→ PROBLEM DETAILS
Reproduce each of the following records verbatim, keeping every line unchanged and in its original order.

***** RECORD SET *****

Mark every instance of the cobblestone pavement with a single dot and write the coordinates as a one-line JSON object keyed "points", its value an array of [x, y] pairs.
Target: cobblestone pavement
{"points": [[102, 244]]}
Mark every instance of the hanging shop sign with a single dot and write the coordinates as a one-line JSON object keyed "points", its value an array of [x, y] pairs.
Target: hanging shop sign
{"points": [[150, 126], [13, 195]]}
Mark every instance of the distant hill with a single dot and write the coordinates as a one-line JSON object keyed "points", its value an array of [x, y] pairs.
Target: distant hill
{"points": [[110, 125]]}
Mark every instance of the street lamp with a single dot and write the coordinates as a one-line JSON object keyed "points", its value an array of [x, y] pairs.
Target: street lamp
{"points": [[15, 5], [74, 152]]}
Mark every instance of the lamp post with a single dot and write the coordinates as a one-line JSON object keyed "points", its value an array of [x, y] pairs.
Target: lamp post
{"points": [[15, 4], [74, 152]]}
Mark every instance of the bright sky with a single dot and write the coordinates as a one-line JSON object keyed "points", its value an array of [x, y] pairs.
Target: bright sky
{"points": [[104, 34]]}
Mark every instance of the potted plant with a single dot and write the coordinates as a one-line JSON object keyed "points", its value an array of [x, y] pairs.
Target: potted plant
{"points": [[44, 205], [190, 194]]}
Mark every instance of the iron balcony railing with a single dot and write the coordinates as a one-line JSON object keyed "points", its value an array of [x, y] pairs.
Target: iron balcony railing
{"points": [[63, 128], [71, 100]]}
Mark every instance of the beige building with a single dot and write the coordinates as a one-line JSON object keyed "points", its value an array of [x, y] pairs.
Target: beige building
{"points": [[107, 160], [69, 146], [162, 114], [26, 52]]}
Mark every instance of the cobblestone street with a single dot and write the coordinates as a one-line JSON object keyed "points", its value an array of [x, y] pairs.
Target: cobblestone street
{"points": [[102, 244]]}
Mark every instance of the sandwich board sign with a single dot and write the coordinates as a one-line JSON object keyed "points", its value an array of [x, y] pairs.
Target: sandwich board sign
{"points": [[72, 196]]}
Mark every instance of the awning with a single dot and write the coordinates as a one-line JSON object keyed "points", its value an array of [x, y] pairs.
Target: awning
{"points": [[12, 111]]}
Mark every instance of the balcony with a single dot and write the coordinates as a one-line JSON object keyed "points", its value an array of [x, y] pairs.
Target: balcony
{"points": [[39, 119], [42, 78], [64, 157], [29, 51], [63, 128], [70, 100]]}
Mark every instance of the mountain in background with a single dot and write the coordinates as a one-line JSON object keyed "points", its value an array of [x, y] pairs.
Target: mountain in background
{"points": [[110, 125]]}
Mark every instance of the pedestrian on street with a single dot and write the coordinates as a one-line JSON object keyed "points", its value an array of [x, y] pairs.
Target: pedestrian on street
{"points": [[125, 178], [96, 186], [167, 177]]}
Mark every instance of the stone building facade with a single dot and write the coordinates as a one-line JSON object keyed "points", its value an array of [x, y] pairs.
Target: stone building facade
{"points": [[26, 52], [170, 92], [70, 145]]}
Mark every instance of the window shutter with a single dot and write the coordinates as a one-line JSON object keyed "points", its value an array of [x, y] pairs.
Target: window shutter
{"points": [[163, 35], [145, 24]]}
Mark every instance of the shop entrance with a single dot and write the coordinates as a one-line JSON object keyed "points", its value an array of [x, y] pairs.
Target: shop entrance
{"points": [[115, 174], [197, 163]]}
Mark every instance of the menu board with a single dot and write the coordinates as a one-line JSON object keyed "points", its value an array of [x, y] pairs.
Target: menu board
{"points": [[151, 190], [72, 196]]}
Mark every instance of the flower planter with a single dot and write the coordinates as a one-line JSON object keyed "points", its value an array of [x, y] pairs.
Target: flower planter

*****

→ RESULT
Mark every instance of the cobblestone pavement with a single dot and write the coordinates as a one-line JSON object keyed "points", its value an array of [x, y] pairs.
Target: cobblestone pavement
{"points": [[102, 244]]}
Mark every instance of the hanging shop sign with a single dot and write the coordinates as a one-line JSON object keyed "points", its value an array of [x, y] pairs.
Target: hanging shop sign
{"points": [[150, 126], [13, 195]]}
Mark every instance of the distant hill with a single dot and write the coordinates as a one-line JSON object keyed "points", its value an array of [x, y] pairs.
Target: distant hill
{"points": [[110, 125]]}
Mark every instance of the street lamp with a single dot and write the coordinates as a one-line JSON object keyed "points", its value an array of [x, y] pairs.
Target: street lamp
{"points": [[15, 5], [74, 152]]}
Mark every instance of the lamp post with a single dot and write the coordinates as a one-line JSON object keyed "points", its value an array of [x, y] pairs.
Target: lamp post
{"points": [[15, 4], [74, 152]]}
Mark every instance of the bright sky with a single dot and write the coordinates as a one-line JSON object keyed "points", its value an array of [x, y] pairs.
Target: bright sky
{"points": [[104, 34]]}
Mark every instance of the potted plant with a single dot and write the coordinates as a one-line JSON object keyed "points", its value an array of [x, y] pairs.
Target: potted plant
{"points": [[44, 205], [190, 194]]}
Mark every instance of the iron balcony railing with a single dot and write the coordinates as a one-line JSON object keyed "points", its value an array of [x, y] pairs.
Target: iron balcony railing
{"points": [[63, 128], [71, 100]]}
Mark every instance of the beige building with a single dot and write the coordinates as a one-line JSON object keyed "points", its value an array of [x, y] pairs.
Target: beige building
{"points": [[107, 160], [69, 146], [162, 114], [26, 52]]}
Mark every instance of the cobblestone street with a single dot and write the coordinates as a one-line JSON object keyed "points", its value an array of [x, y] pairs.
Target: cobblestone street
{"points": [[102, 244]]}
Mark every instance of the sandwich board sign with a single dot and write the coordinates as a one-line JSON object keyed "points", its value an array of [x, y] pairs.
Target: sandwich board sign
{"points": [[72, 196]]}
Mark every instance of the awning with a single dot and write the coordinates as a one-line JSON object keyed "points", its value an array of [x, y] pairs.
Target: awning
{"points": [[12, 111]]}
Mark every instance of the balcony with a single dot and write the coordinates as a one-line JSON object keyed "points", its value an array of [x, y] pairs.
Target: balcony
{"points": [[39, 119], [42, 78], [64, 157], [29, 51], [63, 128], [70, 100]]}
Mark every instance of the mountain in background with a single dot and write the coordinates as a one-line JSON object keyed "points", its value an array of [x, y] pairs.
Target: mountain in background
{"points": [[110, 125]]}
Mark every instance of the pedestrian on street with a single dot and write the coordinates as a one-line JSON object keyed "points", its value an array of [x, y] pairs.
Target: pedestrian on street
{"points": [[125, 178], [96, 186], [167, 177]]}
Mark every instance of the stone building facade with a single dot and write the coordinates as a one-line JSON object keyed "points", its value an array of [x, y] pairs.
Target: stone building facade
{"points": [[26, 52], [170, 92], [70, 145]]}
Mark every instance of the window shutter with a single dot and write the coordinates as a one-line JSON object keyed "points", its value an array of [x, y] pairs.
Target: window shutter
{"points": [[163, 35], [145, 24]]}
Mark every instance of the shop entrance with a single dot and write the coordinates as a one-line JSON object keyed "points", its value an array of [x, y] pairs.
Target: shop entrance
{"points": [[115, 174], [197, 163]]}
Mark every instance of the menu board with a single dot and write the coordinates as a one-line JSON object keyed "points", its value an array of [x, y] pairs.
Target: menu board
{"points": [[151, 190], [72, 196]]}
Mark every instance of the flower planter with a single dot and write the coordinates as a one-line JSON object keyed "points", its value an array of [x, y] pairs.
Target: flower planter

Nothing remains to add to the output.